### Instruction
Report how many lines of the items below contain the string "white", matching case exactly. Give only the number.

[Begin Supplied records]

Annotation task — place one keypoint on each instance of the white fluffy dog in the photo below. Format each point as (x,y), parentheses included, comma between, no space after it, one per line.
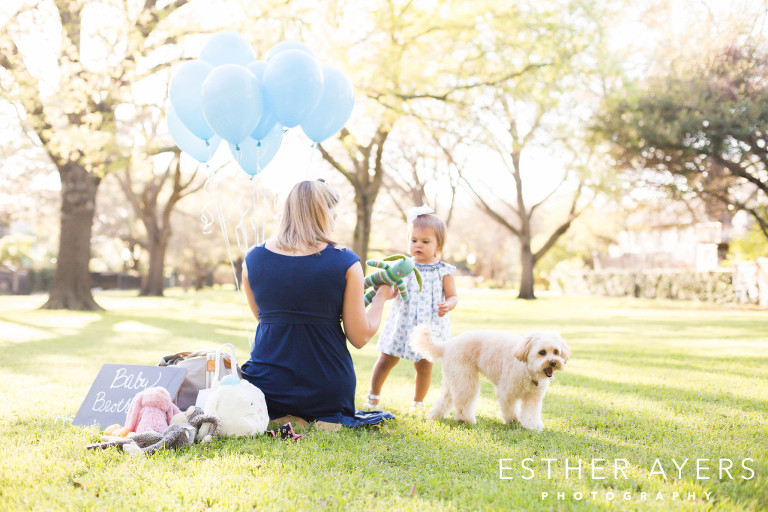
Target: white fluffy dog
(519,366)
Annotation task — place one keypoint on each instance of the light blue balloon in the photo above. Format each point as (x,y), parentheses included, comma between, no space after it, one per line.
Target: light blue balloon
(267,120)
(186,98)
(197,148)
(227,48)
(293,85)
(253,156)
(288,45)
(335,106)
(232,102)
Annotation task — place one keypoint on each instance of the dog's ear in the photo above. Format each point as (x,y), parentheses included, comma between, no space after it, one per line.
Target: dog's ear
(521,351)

[End Supplied records]
[Begin Supplied records]

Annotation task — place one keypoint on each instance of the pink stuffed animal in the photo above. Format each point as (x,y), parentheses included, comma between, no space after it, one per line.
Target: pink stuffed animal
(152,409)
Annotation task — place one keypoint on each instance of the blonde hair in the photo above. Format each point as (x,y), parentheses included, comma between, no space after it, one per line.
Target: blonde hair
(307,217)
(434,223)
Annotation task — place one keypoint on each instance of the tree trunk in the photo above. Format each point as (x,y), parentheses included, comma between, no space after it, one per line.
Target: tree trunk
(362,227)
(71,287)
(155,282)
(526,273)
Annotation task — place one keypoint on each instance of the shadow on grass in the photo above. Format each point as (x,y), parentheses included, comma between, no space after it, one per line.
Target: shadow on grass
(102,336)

[End Supplied records]

### Complete output
2